Tasks to complete ▸
• A. In the mailing-list post below about COBOL and SQL, what does the name COBOL stand for?
• B. Extend the mailing-list post below about COBOL and SQL with a few more sentences, starting right after its final sentence.

A revolutionary OS/Programming Idea

Alaric B Snell alaric@alaric-snell.com
Thu Oct 2 09:03:02 2003


Lynn H. Maxson wrote:
> Alaric B. Snell writes:
> "... Very early on, languages were designed that had 'easy 
> syntax'. At the time there were no GUIs per se, so they 
> instead made it look like English, and you wrote it on special 
> paper that had the columns labelled to make it easier. It was 
> quick to learn.  It was called COBOL, Common Business 
> Oriented Language, and it was couched in terms that 
> managers and file clerks and so on would understand, so they 
> could write their own database applications. SQL, likewise, 
> was apparently designed as a simple 'non-technical' language 
> for business types to query databases. Yet both COBOL and 
> SQL, today, are things you hire an expensive person with a 
> degree to do. ..."
> 
> I admired the tone of this response up until I got into this part.   
> I have to protest mixing apples and oranges, COBOL and SQL.  
> If COBOL programmers seem expensive, it's a matter of 
> demand exceeding supply: sheer economics.  SQL is all over 
> the place as probably the most use database languge in the 
> world.

I agree - my point was more that despite the efforts to use friendly 
sounding long names in COBOL and SQL rather than terse symbols, neither 
of them ended up being accessible to laymen in the long run, because 
software is complex for reasons other than the syntax of the language.

Stored records ▸
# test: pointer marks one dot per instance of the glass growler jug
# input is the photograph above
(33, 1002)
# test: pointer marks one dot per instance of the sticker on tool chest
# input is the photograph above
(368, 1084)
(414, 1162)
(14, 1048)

Replies ▸
• A. Common Business Oriented Language

• B.
> If you want simple syntax, you don't pick COBOL.  You pick 
> PL/I where "every" program element is a statement and 
> "every" statement ends in a semi-colon.   COBOL sytax, 
> leading to the frequent search for the "missing period", while 
> no means hard to learn does have some pitfalls.

I think COBOL wasn't meant to be simple in that sense, more that it was 
meant to make some sense when read by a layman - that observation from 
looking at it myself rather than having heard from the original 
designers... "ADD 2 TO SUBTOTAL GIVING TOTAL" rather than "total = 
subtotal + 2", and so on.

[merging PL/I, APL, LISP, etc]
> You end up with a single "universal" specification language, 
> self-defining and self-extensible.  That means no need for 
> any other language, including assembly language, which is 
> included as machine-dependent specifications for any given 
> platform.

Maybe, but it'd be a bit complex ;-) I'd rather study all the old and 
new languages (although there seems so little to learn from the new ones 
these days...) and try to make the *simplest possible* new one that 
combines the wisdom of all the ancients, removing features that can be 
done better with other features.

Also, I'm a fan of having a very simple language with a flexible enough 
syntax to make it easy to put things into the standard libraries, rather 
than in the language core itself.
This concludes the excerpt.